Task requirements >> Copy all of the lines below word for word, but leave the pictures out.
━━━━━━━━
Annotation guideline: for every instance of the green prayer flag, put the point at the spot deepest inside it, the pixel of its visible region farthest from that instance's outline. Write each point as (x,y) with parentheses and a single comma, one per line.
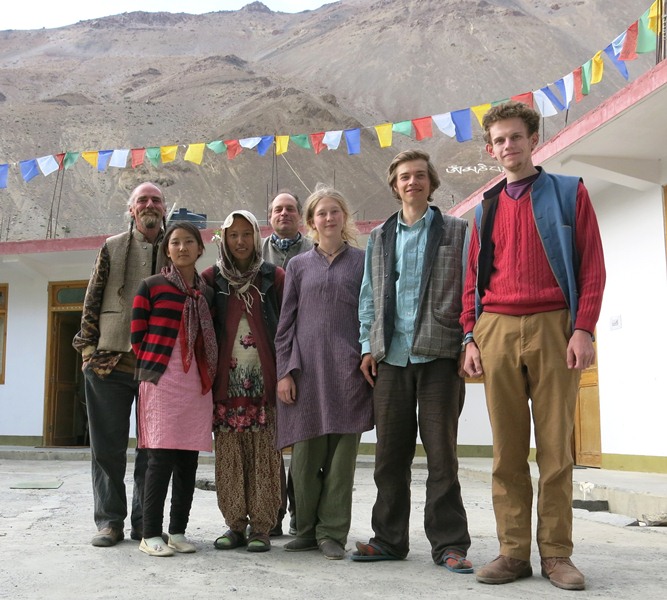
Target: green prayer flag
(153,155)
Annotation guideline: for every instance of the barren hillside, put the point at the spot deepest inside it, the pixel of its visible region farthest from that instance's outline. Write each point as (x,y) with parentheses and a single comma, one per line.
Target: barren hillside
(152,79)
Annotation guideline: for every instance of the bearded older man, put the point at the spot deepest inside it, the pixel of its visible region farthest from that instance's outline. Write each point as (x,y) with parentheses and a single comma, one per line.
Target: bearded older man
(108,361)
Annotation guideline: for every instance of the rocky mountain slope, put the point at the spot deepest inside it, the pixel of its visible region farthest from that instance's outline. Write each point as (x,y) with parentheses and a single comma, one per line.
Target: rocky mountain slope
(152,79)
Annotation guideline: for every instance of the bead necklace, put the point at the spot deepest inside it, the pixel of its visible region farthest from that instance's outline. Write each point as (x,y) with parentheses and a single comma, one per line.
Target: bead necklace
(331,254)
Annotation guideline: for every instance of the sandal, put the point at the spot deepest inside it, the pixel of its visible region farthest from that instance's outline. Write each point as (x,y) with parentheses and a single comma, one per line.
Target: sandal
(259,542)
(372,553)
(230,539)
(456,562)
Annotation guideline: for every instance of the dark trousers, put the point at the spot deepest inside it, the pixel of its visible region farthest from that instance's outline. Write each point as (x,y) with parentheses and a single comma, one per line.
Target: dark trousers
(109,405)
(162,464)
(286,493)
(429,396)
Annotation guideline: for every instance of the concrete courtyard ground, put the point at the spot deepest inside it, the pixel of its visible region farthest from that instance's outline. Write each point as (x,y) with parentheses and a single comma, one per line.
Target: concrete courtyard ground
(45,550)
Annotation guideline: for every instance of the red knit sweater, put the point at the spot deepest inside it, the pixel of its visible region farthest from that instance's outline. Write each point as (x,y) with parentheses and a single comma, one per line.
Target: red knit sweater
(522,282)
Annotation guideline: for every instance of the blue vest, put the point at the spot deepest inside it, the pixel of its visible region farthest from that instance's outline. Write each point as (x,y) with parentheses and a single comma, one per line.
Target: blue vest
(554,202)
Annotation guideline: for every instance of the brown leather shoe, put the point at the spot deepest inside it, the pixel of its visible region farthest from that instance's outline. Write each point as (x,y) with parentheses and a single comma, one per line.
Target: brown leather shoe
(109,536)
(562,573)
(504,569)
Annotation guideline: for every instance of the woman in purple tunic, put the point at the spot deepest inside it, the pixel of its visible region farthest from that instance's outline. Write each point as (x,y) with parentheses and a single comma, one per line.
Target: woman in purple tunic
(325,402)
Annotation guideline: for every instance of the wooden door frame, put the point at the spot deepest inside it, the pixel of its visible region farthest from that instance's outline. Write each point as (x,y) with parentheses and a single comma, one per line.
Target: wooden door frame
(55,307)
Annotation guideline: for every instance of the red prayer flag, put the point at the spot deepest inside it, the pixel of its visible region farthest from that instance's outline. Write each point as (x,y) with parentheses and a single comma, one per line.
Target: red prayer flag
(578,94)
(423,127)
(138,155)
(628,52)
(316,141)
(233,148)
(526,98)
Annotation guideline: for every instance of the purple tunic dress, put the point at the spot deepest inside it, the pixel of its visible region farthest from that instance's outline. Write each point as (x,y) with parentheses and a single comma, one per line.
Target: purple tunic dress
(318,343)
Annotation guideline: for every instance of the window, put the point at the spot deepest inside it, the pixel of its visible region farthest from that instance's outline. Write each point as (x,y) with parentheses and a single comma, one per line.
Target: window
(3,329)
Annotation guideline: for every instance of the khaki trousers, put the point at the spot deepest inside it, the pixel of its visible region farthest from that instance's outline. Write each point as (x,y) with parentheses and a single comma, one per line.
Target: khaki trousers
(524,358)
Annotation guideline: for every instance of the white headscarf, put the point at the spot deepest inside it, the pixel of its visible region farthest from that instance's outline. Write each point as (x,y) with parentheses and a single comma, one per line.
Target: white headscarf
(238,281)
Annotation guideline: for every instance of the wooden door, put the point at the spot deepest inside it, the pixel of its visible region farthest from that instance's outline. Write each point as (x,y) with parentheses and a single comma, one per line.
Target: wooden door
(67,427)
(65,422)
(587,437)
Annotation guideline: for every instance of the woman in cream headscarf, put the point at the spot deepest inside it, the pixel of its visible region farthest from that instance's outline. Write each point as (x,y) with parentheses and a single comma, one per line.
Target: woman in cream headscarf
(248,295)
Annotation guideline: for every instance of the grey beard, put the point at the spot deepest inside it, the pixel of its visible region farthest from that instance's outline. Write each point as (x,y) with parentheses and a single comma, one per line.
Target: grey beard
(150,221)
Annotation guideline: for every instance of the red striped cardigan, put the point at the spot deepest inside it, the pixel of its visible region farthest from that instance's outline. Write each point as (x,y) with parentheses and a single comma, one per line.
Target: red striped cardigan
(156,320)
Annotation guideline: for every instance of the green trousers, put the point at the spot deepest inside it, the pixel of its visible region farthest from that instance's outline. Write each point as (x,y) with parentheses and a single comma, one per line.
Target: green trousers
(323,475)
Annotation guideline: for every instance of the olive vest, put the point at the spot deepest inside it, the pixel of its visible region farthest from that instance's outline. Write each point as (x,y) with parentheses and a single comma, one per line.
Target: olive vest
(126,272)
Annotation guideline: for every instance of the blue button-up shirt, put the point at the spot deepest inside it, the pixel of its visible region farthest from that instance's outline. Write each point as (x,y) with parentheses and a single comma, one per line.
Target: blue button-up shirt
(409,263)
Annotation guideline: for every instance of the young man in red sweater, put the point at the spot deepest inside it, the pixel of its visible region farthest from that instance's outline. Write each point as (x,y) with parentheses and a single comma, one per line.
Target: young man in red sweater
(532,297)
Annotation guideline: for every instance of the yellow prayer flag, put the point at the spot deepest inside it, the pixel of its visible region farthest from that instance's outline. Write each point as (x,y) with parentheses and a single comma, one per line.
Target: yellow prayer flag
(90,157)
(168,153)
(384,133)
(480,110)
(282,141)
(597,68)
(654,23)
(195,153)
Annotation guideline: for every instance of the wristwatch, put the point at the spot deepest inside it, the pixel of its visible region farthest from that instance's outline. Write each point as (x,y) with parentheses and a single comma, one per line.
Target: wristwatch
(467,338)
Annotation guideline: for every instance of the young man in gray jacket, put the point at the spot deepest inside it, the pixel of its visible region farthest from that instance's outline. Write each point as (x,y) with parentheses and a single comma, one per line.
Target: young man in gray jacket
(409,307)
━━━━━━━━
In response >>
Annotation guideline: for every instance of the green prayer flag, put the point at the spot deepest inside it, the pixel of its visible region farthest from that instance's outline. Write each point as (x,y) with parentheses and a single comma, one per line.
Target: green prayer flag
(153,155)
Annotation guideline: for every instance of the barren hillside, put the point at the spot deepest inside it, the pixel of its visible region farthest from that instance's outline. Write each point as (x,y) with parentheses and a single comma, one per line.
Target: barren hillside
(152,79)
Annotation guideline: for every instance of the bearded older man, put the point at the spot deepest inside it, the pixel of its visible region farthest from that instance's outline. Write each point as (x,y) with parentheses and a single comma, one per line.
Target: bearded older man
(108,361)
Annotation guideline: for every instance of the rocky mountain slope, put the point at the spot deepest inside it, the pixel of its visible region farthest from that instance's outline. Write each point as (x,y) with parentheses and a single comma, one per line.
Target: rocky mountain slope
(152,79)
Annotation guideline: for every instance of the bead necklace, put the point at the spot deepest inside it, the pixel of its visible region farthest from that instance's outline. Write each point as (x,y) with parentheses and a single comma, one per line.
Target: bead necklace
(331,254)
Annotation guideline: for every instance of the sandal, put the point at the spot deepest inside it, the pixel of its visible region farthest from that instance's outline. Write each point as (x,y) with parentheses and a single comma, one per line.
Target: sandal
(259,542)
(372,553)
(230,539)
(456,562)
Annotation guideline: for every instance of the dark trousers, put the point at the spot deepest inside it, the pixel of its visible region farthest from that instance's outline. Write each point as (x,y) with parentheses and a single comma, one per line.
Target: dark trousers
(109,405)
(162,464)
(286,493)
(429,396)
Annotation guideline: for every instance of the concrete courtyard ground, put the point at the spot deepest inside it, the pixel of its visible region farthest from that instance's outline. Write each point as (x,y) with parentheses and a single comma, one per line.
Target: concrete courtyard ground
(45,550)
Annotation guideline: for every instance of the red knit sweater, put the point at the spot deepest inside it, the pixel of its visible region farthest from that instance's outline. Write each point as (x,y) with parentheses and a single comma, one per line.
Target: red knit sweater
(522,282)
Annotation guideline: for every instance of the blue vest, put the point at the spot deepest inside it, the pixel of its visible region farthest from that instance's outline. Write each point as (x,y) with parentheses and a single comma, one per line.
Target: blue vest
(554,202)
Annotation guideline: for every instance of the brown leather shoe, put the point at the spot deepest inside it, the pixel of its visible region farthest from that instance's outline. Write each point as (x,y) with parentheses and a single comma, one per line.
Target: brown leather shoe
(109,536)
(562,573)
(504,569)
Annotation guideline: for every instance of the woman in purple tunic, put the point at the spot deepest inside it, the pixel of its visible region farthest from that instance's outline. Write each point as (x,y) with parentheses and a single comma, one per line.
Target: woman in purple tunic
(325,402)
Annotation guideline: for every instance of the wooden door frame, put the point at the spot deepest inside it, the pixel of its visible region farthest from that instance's outline. Write each point as (x,y) with parentheses and a single comma, one per line.
Target: wooden door frame
(55,307)
Annotation guideline: for every instance of the red prayer flag, put the point at the spot deepest inside it, the pixel of its visible region farthest from that instance's outline. Write each point as (x,y) with parentheses and a single comma, one per line.
Target: red prayer flag
(578,94)
(423,127)
(138,155)
(628,52)
(316,141)
(233,148)
(526,98)
Annotation guideline: for every instance of the purple tunic dress, put the point at the spot deepest inside it, the pixel of its visible region farthest from that instance's outline. Write each point as (x,y) with parentheses and a single comma, one per line.
Target: purple tunic dress
(318,343)
Annotation guideline: for every instance of the window, put the point at the spot deepest inside it, the pixel of its visible region farthest from that instance's outline. Write each point as (x,y) with parentheses and a single comma, one per line.
Target: window
(3,329)
Annotation guideline: for every instance of the khaki trousers, put the point at the spot deepest inside it, the pixel of its visible region farthest from that instance's outline. Write each point as (x,y) with parentheses and a single comma, one per line.
Target: khaki trousers
(524,358)
Annotation guideline: for every instance of the white headscarf, put the point at the spot deepest inside it, the pixel of its visible region farthest from that instance's outline. Write each point as (x,y) with parentheses and a single comma, one per line.
Target: white headscarf
(238,281)
Annotation guideline: for every instance of the wooden door, put the point at the spot deepest inside it, the pixel of its visible region farthest from that instance's outline. Write each point as (x,y) with parentheses and a single comma, one per line.
Target: wooden door
(67,427)
(65,422)
(587,437)
Annotation guideline: for every instance of the woman in cream headscarf, put the point at the spot deepest inside it, the pixel of its visible region farthest from that instance's outline. Write each point as (x,y) with parentheses and a single comma, one per line.
Target: woman in cream headscarf
(248,295)
Annotation guideline: for every instance of the grey beard, put the point at the spot deepest inside it, the pixel of its visible region farthest from that instance's outline. Write each point as (x,y) with parentheses and a single comma, one per line.
Target: grey beard
(150,221)
Annotation guideline: for every instance of the red striped cardigan, put the point at the spot deepest inside it, the pixel of its visible region farthest from that instance's outline. Write each point as (x,y) with parentheses and a single comma, one per line.
Target: red striped cardigan
(156,320)
Annotation guideline: for every instance of the green trousers, put the point at the spot deepest inside it, the pixel of its visible region farthest from that instance's outline. Write each point as (x,y) with parentheses and a single comma, one per line.
Target: green trousers
(323,475)
Annotation guideline: for every instance of the olive vest, put the point at the spot deepest inside it, the pixel of its visible region farthest from that instance's outline. Write each point as (x,y) with parentheses and a single comma, one per line.
Target: olive vest
(126,272)
Annotation guideline: for every instance of the blue button-up shirt, put the point at the spot deepest inside it, the pixel of its visible region farthest from that instance's outline. Write each point as (x,y) with parentheses and a single comma, one per line.
Target: blue button-up shirt
(409,263)
Annotation guideline: for every instance of the young man in red sweater, put the point at the spot deepest inside it, the pixel of its visible region farthest from that instance's outline. Write each point as (x,y) with parentheses and a single comma, one per line.
Target: young man in red sweater
(532,297)
Annotation guideline: for every instance of the yellow prayer flag, put the point at the spot deepest inside it, the pixel of its visible region farthest from that instance's outline. Write each point as (x,y) with parentheses and a single comma, one per line.
Target: yellow prayer flag
(90,157)
(168,153)
(384,133)
(480,110)
(282,141)
(597,68)
(654,23)
(195,153)
Annotation guideline: for every instance of the wristwatch, put the point at the spot deepest inside it, the pixel of its visible region farthest from that instance's outline. Write each point as (x,y) with parentheses and a single comma, one per line.
Target: wristwatch
(467,338)
Annotation guideline: for every instance of the young man in gray jacket, put the point at the spot deepest inside it, the pixel of its visible region farthest from that instance's outline. Write each point as (x,y) with parentheses and a single comma, one per line.
Target: young man in gray jacket
(409,307)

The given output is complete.